• 任务:
1) 根据 solidvision 项目说明,该模块借助哪个组件实现中文/英文文字识别?
2) 把 solidvision 项目说明中的一段逐字照录:从含有“# 方式2: 使用Template”的地方开始,到“screenshot, template.filepath, threshold=0.8)”为止。
3) 从 solidvision 项目说明停下的地方往下续写。

• 节选:
:::

Skip to main content

图像识别与文字识别模块 - 轻量级独立 OCR/CV 模块

Project description

Supervision - 图像识别与文字识别模块

PyPI version

一个轻量级、高效的图像识别与文字识别模块。完全独立,无需任何设备连接,可轻松集成到任何项目中(桌面端、Web、移动端等)。

核心模块

  • options - 全局配置管理
  • aircv - 图像识别(模板匹配、特征点匹配)
  • orc - 文字识别(OCR)

特性

  • 多种匹配算法 - 支持模板匹配、多尺度模板匹配、KAZE、BRISK、AKAZE、ORB、SIFT、SURF、BRIEF等
  • 完全独立 - 无需设备连接,纯图像/文字识别
  • 易于集成 - 简洁的API接口,支持多种应用场景
  • 高性能 - 优化的匹配策略和算法选择
  • 灵活配置 - 可配置的阈值、超时、算法等参数
  • 支持OCR - 集成PaddleOCR实现中文/英文文字识别

安装

从 PyPI 安装(推荐)

pip install solidvision

从源码安装(开发模式)

# 克隆仓库
git clone https://github.com/SolidQA/solidvision.git
cd solidvision

# 使用 uv 安装(推荐)
uv sync --dev

# 或使用 pip
pip install -e .

快速开始

图像识别

from solidvision import find_location, Template
import cv2

# 读取截图
screenshot = cv2.imread('screenshot.png')

# 方式1: 快速查找
position = find_location(screenshot, 'button.png', threshold=0.8)
print(position)  # (100, 200)

# 方式2: 使用Template
from solidvision.aircv.cv import match_loop
template = Template('button.png')
position = match_loop(lambda: screenshot, template.filepath, threshold=0.8)

文字识别

from solidvision import recognize_text, find_text_position
import cv2

# 读取图像
image = cv2.imread('image.png')

# 识别所有文字
texts = recognize_text(image)
for item in texts:
    print(f"文字: {item['text']}, 位置: {item['position']}")

# 查找特定文字位置
position = find_text_position(image, '确定')
print(position)  # (150, 250)

模块说明

options 模块

全局配置管理:

from solidvision.options import Options, Config

# 设置识别阈值
Options.CV_THRESHOLD = 0.85

# 设置超时时间
Options.FIND_TIMEOUT = 15

# 配置OCR语言
Options.OCR_LANGUAGE = 'ch'  # 中文

# 获取当前配置
config_dict = Options.get_config_dict()

aircv 模块

图像识别功能:

from solidvision.aircv.cv import Template, match_loop, multi_find_location
from solidvision.aircv.settings import Settings

# 配置匹配策略
Settings.CVSTRATEGY = ('tpl', 'kaze', 'brisk')

# 创建模板
template = Template('button.png', threshold=0.8)

# 单次匹配
position = match_loop(screenshot_func, template.filepath, timeout=10, threshold=0.8)

# 查找所有匹配
positions = multi_find_location(screenshot_func, 'button.png', threshold=0.8)

:::

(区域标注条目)
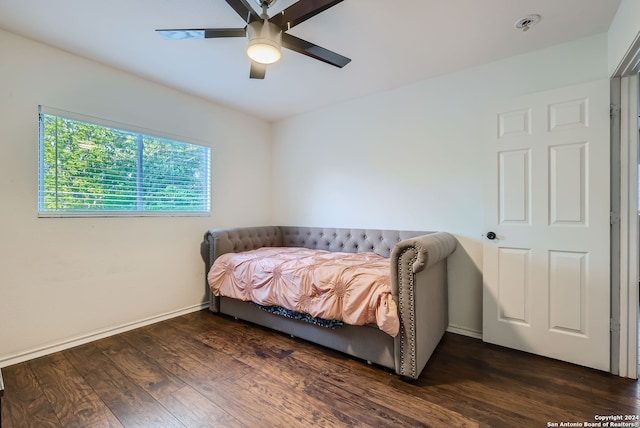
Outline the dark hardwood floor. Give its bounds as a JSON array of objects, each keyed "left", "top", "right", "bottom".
[{"left": 2, "top": 311, "right": 640, "bottom": 428}]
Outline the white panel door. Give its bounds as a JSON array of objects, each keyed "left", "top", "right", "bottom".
[{"left": 483, "top": 81, "right": 610, "bottom": 371}]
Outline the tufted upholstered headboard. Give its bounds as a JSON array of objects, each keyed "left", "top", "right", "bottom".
[{"left": 201, "top": 226, "right": 433, "bottom": 269}]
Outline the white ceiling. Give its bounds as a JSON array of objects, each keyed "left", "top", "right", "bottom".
[{"left": 0, "top": 0, "right": 620, "bottom": 120}]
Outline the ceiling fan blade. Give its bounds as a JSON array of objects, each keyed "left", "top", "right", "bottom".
[
  {"left": 226, "top": 0, "right": 260, "bottom": 24},
  {"left": 249, "top": 61, "right": 267, "bottom": 79},
  {"left": 156, "top": 28, "right": 247, "bottom": 40},
  {"left": 270, "top": 0, "right": 342, "bottom": 31},
  {"left": 282, "top": 33, "right": 351, "bottom": 68}
]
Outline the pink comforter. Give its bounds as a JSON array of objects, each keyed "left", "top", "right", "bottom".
[{"left": 207, "top": 247, "right": 400, "bottom": 337}]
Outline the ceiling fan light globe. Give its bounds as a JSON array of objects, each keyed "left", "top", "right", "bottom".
[
  {"left": 247, "top": 19, "right": 282, "bottom": 64},
  {"left": 247, "top": 42, "right": 281, "bottom": 64}
]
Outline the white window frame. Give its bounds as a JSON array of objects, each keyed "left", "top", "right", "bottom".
[{"left": 37, "top": 105, "right": 212, "bottom": 218}]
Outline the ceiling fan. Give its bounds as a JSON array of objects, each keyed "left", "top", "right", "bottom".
[{"left": 156, "top": 0, "right": 351, "bottom": 79}]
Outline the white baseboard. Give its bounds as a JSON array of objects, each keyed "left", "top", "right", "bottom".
[
  {"left": 0, "top": 301, "right": 209, "bottom": 368},
  {"left": 447, "top": 324, "right": 482, "bottom": 339}
]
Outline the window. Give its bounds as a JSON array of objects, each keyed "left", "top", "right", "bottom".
[{"left": 38, "top": 107, "right": 211, "bottom": 217}]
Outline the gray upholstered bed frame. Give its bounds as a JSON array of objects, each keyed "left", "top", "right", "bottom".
[{"left": 201, "top": 226, "right": 456, "bottom": 379}]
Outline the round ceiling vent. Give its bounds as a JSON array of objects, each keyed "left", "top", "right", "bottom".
[{"left": 513, "top": 14, "right": 540, "bottom": 31}]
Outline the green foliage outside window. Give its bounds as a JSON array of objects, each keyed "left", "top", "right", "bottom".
[{"left": 39, "top": 113, "right": 210, "bottom": 215}]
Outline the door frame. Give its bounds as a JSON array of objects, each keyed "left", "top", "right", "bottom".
[{"left": 611, "top": 34, "right": 640, "bottom": 379}]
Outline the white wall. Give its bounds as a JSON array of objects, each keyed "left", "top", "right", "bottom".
[
  {"left": 273, "top": 35, "right": 608, "bottom": 335},
  {"left": 607, "top": 0, "right": 640, "bottom": 76},
  {"left": 0, "top": 31, "right": 271, "bottom": 367}
]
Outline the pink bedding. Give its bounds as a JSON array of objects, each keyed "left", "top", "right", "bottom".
[{"left": 207, "top": 247, "right": 400, "bottom": 337}]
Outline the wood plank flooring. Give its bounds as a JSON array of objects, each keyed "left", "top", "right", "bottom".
[{"left": 2, "top": 310, "right": 640, "bottom": 428}]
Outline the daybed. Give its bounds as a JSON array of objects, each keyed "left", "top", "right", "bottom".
[{"left": 201, "top": 226, "right": 456, "bottom": 379}]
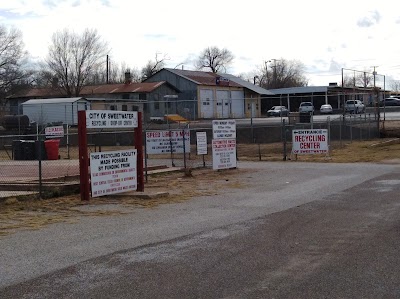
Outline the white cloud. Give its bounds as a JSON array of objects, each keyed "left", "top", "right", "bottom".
[{"left": 0, "top": 0, "right": 400, "bottom": 85}]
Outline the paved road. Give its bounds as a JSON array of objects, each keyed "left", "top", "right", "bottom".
[{"left": 0, "top": 162, "right": 400, "bottom": 298}]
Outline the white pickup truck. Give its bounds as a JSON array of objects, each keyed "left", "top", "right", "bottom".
[
  {"left": 299, "top": 102, "right": 314, "bottom": 114},
  {"left": 344, "top": 100, "right": 365, "bottom": 114}
]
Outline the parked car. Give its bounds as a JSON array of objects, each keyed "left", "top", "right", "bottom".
[
  {"left": 319, "top": 104, "right": 333, "bottom": 114},
  {"left": 299, "top": 102, "right": 314, "bottom": 113},
  {"left": 344, "top": 100, "right": 365, "bottom": 114},
  {"left": 267, "top": 106, "right": 289, "bottom": 116},
  {"left": 379, "top": 97, "right": 400, "bottom": 107}
]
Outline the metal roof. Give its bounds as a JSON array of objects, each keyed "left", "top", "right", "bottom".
[
  {"left": 269, "top": 86, "right": 329, "bottom": 94},
  {"left": 222, "top": 74, "right": 273, "bottom": 95},
  {"left": 8, "top": 81, "right": 175, "bottom": 99},
  {"left": 164, "top": 68, "right": 243, "bottom": 87},
  {"left": 22, "top": 97, "right": 87, "bottom": 105}
]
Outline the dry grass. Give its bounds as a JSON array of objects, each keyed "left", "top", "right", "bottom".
[
  {"left": 0, "top": 169, "right": 245, "bottom": 236},
  {"left": 0, "top": 124, "right": 400, "bottom": 236}
]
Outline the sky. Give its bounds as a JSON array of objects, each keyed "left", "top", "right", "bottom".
[{"left": 0, "top": 0, "right": 400, "bottom": 90}]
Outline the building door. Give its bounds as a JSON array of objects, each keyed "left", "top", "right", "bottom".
[
  {"left": 231, "top": 90, "right": 245, "bottom": 118},
  {"left": 200, "top": 89, "right": 214, "bottom": 118},
  {"left": 217, "top": 90, "right": 231, "bottom": 118}
]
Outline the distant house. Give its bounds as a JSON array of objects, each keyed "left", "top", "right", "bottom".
[
  {"left": 7, "top": 81, "right": 179, "bottom": 119},
  {"left": 145, "top": 68, "right": 272, "bottom": 119}
]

:::

• 逐题答案:
1) PaddleOCR。

2)
# 方式2: 使用Template
from solidvision.aircv.cv import match_loop
template = Template('button.png')
position = match_loop(lambda: screenshot, template.filepath, threshold=0.8)

3)
orc 模块

文字识别功能:

from solidvision.orc import TextRecognizer, recognize_text
import cv2

# 创建识别器
recognizer = TextRecognizer(lang='ch')

# 识别图像中的文字
image = cv2.imread('image.png')
results = recognizer.recognize_image(image)

# 查找特定文字
position = recognizer.find_text_position(image, '确定')

# 获取所有文字
text = recognizer.get_page_text(image)

集成示例

集成到桌面应用

import cv2
from solidvision import find_location

def find_button_on_desktop(button_template):
    import pyautogui
    import numpy as np

    # 获取桌面截图
    screenshot = pyautogui.screenshot()
    frame = cv2.cvtColor(np.array(screenshot), cv2.COLOR_RGB2BGR)

    # 识别按钮
    position = find_location(frame, button_template, threshold=0.8)

    if position:
        # 点击按钮
        pyautogui.click(position)
        return True

    return False

# 使用
find_button_on_desktop('button.png')

集成到Web应用 (Flask)

from flask import Flask, request, jsonify
from solidvision import find_location
import cv2
import numpy as np

app = Flask(__name__)

@app.route('/recognize', methods=['POST'])
def recognize():
    file = request.files['image']
    template_path = request.form.get('template')

    # 读取图像
    image_bytes = np.frombuffer(file.read(), np.uint8)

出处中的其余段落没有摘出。